• Task: Please rescale everything from the line containing "green garbage truck --> bounding box" down to the line containing "parked car in background --> bounding box", both included. Write out each of those lines again, including the ones with no coordinates, with every bounding-box coordinate multiplied by 1.45 and rounded to a whole number (halves round up), and leave the pictures out.

• Supplied records:
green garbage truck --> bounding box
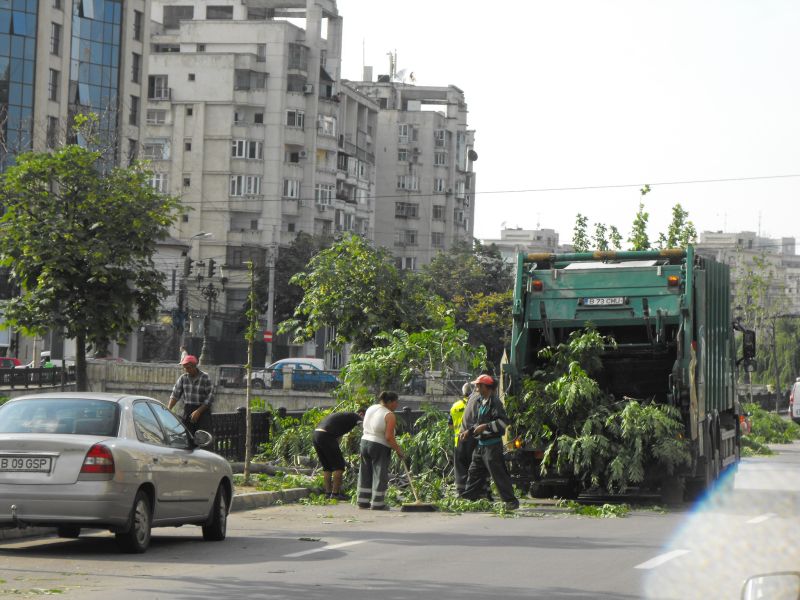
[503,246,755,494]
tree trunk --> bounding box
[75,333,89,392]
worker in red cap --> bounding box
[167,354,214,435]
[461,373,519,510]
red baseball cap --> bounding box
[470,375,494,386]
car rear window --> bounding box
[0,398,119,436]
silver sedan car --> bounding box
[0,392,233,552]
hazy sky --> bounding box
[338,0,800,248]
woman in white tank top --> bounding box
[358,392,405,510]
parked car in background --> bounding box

==

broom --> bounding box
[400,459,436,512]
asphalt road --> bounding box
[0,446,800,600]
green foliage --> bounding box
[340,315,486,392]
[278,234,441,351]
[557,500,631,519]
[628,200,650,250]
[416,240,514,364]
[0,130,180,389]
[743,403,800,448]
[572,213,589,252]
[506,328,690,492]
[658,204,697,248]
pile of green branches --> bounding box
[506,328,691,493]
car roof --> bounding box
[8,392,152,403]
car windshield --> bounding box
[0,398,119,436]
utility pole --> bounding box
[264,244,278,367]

---

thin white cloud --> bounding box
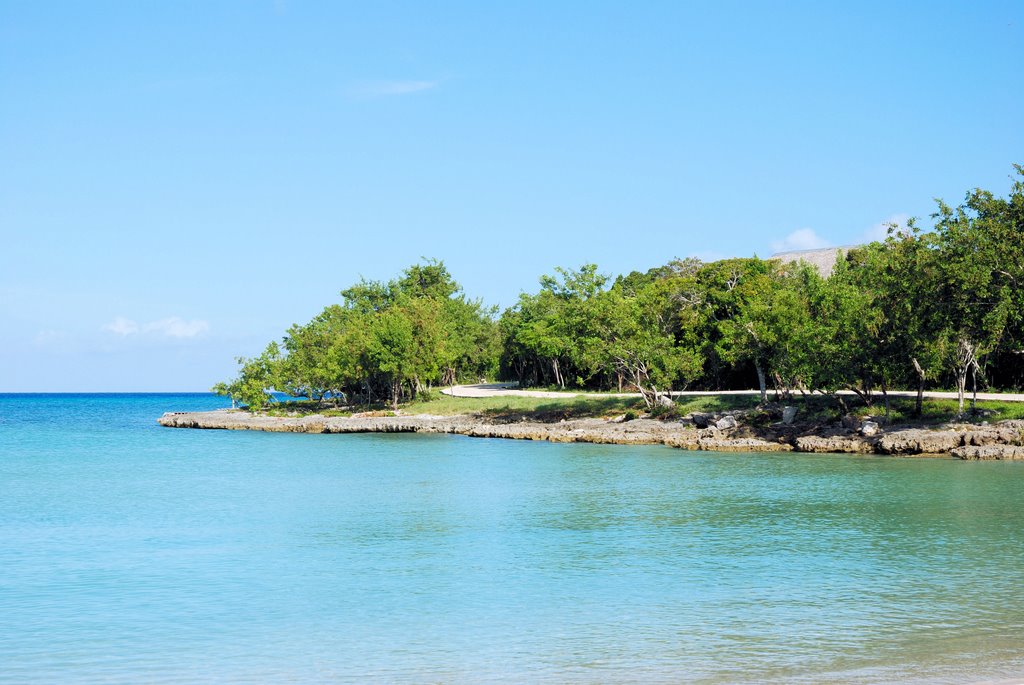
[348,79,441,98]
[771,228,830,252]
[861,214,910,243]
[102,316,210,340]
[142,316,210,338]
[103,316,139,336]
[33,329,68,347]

• Correct result:
green garbage truck --> bounding box
[729,357,1095,716]
tree trunk --> bounding box
[109,483,129,568]
worker in red cap --> bounding box
[242,513,310,631]
[668,541,753,740]
red baseball cap --> bounding box
[682,544,716,560]
car rear window --> bounding box
[0,577,173,632]
silver sedan car --> bounding box
[0,568,338,800]
hazy sky --> bounding box
[490,0,1160,360]
woman in white tank top --> bounding box
[519,568,587,740]
parked car in background --> bounding box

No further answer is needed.